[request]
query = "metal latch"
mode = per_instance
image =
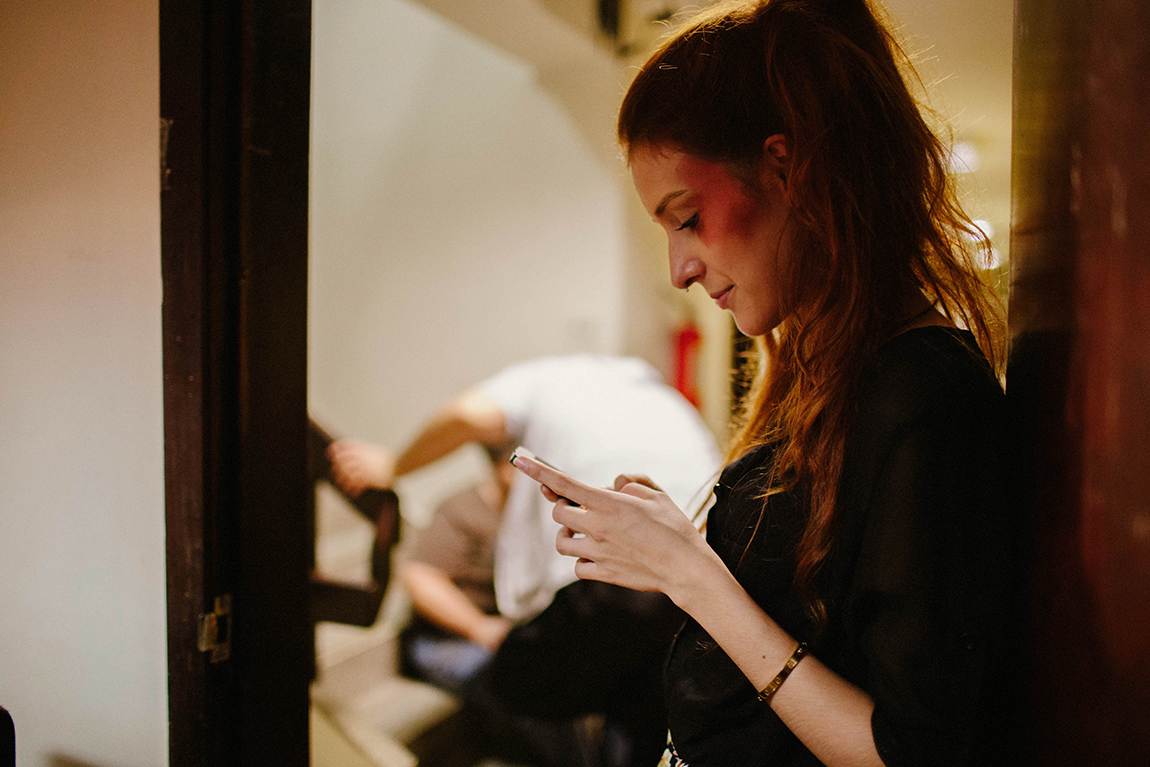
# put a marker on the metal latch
(215, 630)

▸ **THE REQUEST**
Rewrite all of the data above line for line, adding 99 to each coordinate in the answers and leaving the pictures out.

▸ **COMPLETE OUTPUT**
[request]
query = "metal latch"
mode = per_instance
image =
# put a marker on the metal latch
(314, 729)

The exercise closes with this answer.